▶ _Faça o seguinte_
(a) No texto sobre o mercado de ações, qual foi a alta acumulada da Bovespa em 2006?
(b) Reescreva o trecho do texto sobre o mercado de ações que começa em "Título: Crescer com" e vai até "milhões em 2005.", substituindo "Bovespa" por "bolsa paulista".

▶ _Texto fornecido_
+ + + +
Título: Crescer com sócios
Autor: Szajman, Abram
Fonte: Valor Econômico, 10/04/2007, Opinião, p. A12

A Bolsa de Valores de São Paulo (Bovespa) encerrou 2006 com alta acumulada de 32,9%, o que mais uma vez a deixou na confortável posição de aplicação mais rentável do ano. O volume total transacionado apresentou crescimento de 49,3% na comparação com 2005, atingindo R$ 598,9 bilhões, o maior já registrado. Essa nova marca elevou a média diária negociada para R$ 2,4 bilhões, 51,1% a mais do que os R$ 1,6 bilhão de 2005. O número de negócios realizado cresceu 38,9%, atingindo 21,5 milhões no ano, ante 15,5 milhões em 2005.

Quem ainda associa o pregão da bolsa a operadores gritando e gesticulando, pendurados em telefones e imersos em oceanos de papel picado, se surpreenderá com o desempenho do home broker. Esse sistema de negociação, pelo qual os investidores enviam ordens diretamente ao pregão eletrônico, atingiu, ao longo do ano que passou, um crescimento de 82,08% na média mensal de volume movimentado, passando de R$ 3,3 bilhões para R$ 6 bilhões, e de 78,71% no número de investidores, que saltou de 34.843 para 62.266. Foram criados 420 novos clubes de investimentos, que totalizaram 1.630 grupos, com patrimônio superior a R$ 9 bilhões, pertencente a 130 mil cotistas.

Esses números revelam um crescimento atrelado ao avanço tecnológico e à confiança que inspira o marco regulatório do setor, dimensionado para proteger o acionista minoritário a partir de rigorosa fiscalização da Comissão de Valores Mobiliários (CVM), inclusive com a imposição de multas aos poucos negócios que escapam à regra geral da transparência. Mas eles também nos recordam o quanto ainda é pequeno o mercado brasileiro de ações, diante de seu imenso potencial: apenas 99 das 896 empresas do setor produtivo registradas na CVM continuam presentes em bolsa. Nos Estados Unidos, 35% das pessoas físicas investem em ações, contra apenas 15% entre nós.
+ + + +
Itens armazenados

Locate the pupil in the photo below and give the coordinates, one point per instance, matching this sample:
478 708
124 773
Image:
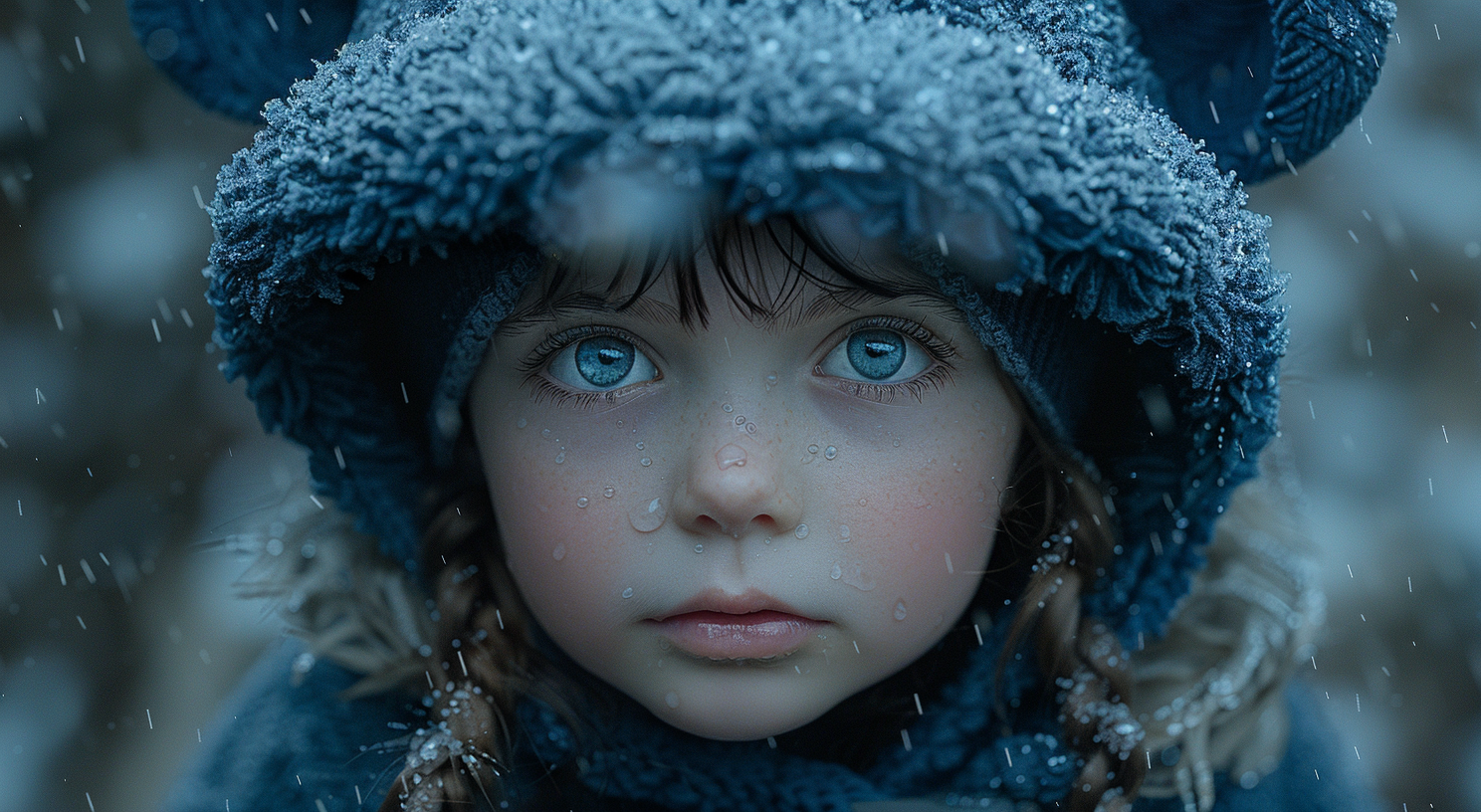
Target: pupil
+ + + +
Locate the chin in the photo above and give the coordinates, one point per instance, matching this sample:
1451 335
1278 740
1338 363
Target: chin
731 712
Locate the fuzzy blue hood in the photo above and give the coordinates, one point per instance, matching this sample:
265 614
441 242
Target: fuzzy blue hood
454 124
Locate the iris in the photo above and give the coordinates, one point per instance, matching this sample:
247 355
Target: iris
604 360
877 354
+ + + +
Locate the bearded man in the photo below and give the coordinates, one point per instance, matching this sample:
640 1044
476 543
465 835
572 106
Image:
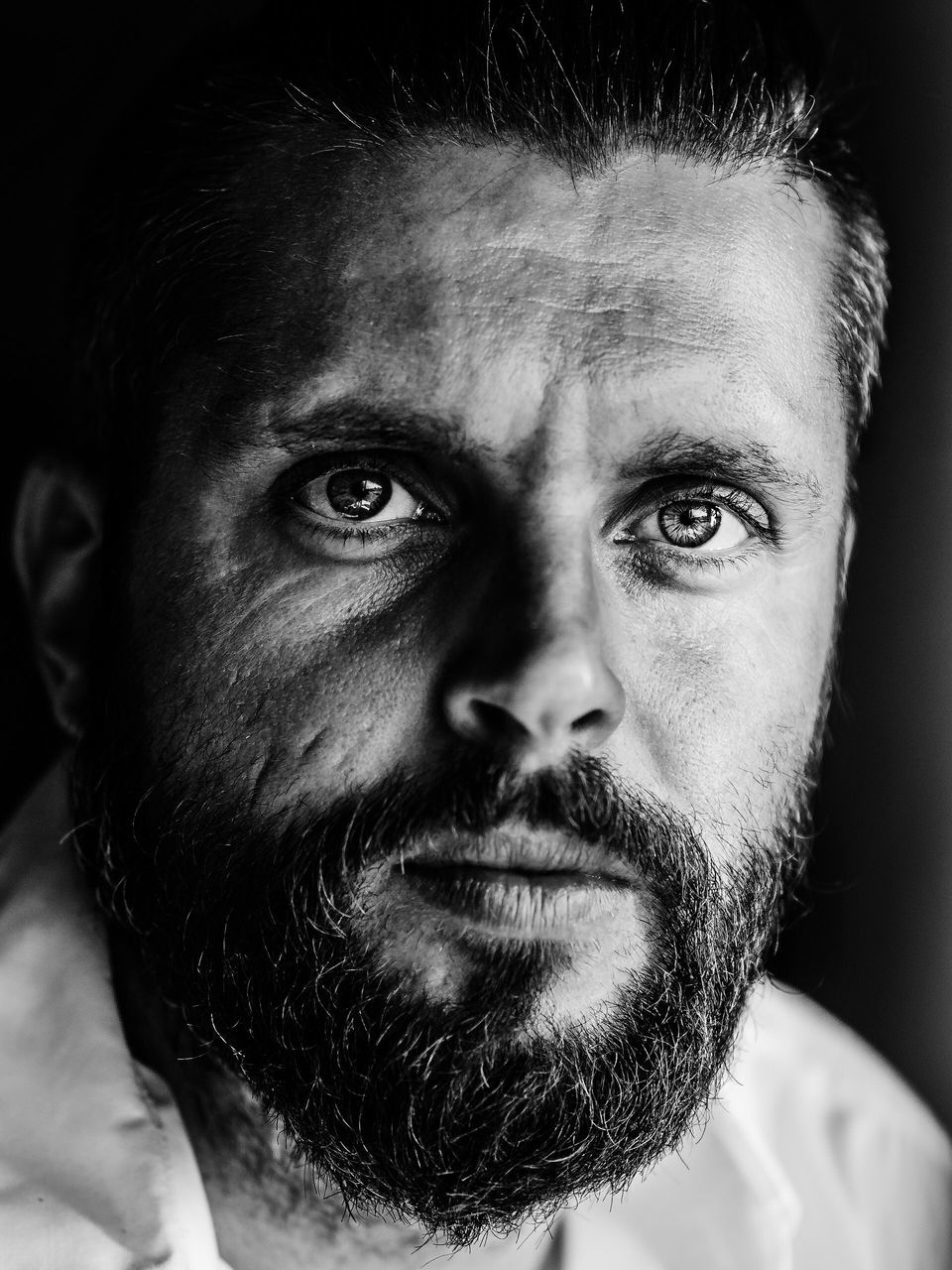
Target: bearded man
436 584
+ + + +
▶ _Respostas por tarefa_
(a) 32,9%.

(b)
Título: Crescer com sócios
Autor: Szajman, Abram
Fonte: Valor Econômico, 10/04/2007, Opinião, p. A12

A Bolsa de Valores de São Paulo (bolsa paulista) encerrou 2006 com alta acumulada de 32,9%, o que mais uma vez a deixou na confortável posição de aplicação mais rentável do ano. O volume total transacionado apresentou crescimento de 49,3% na comparação com 2005, atingindo R$ 598,9 bilhões, o maior já registrado. Essa nova marca elevou a média diária negociada para R$ 2,4 bilhões, 51,1% a mais do que os R$ 1,6 bilhão de 2005. O número de negócios realizado cresceu 38,9%, atingindo 21,5 milhões no ano, ante 15,5 milhões em 2005.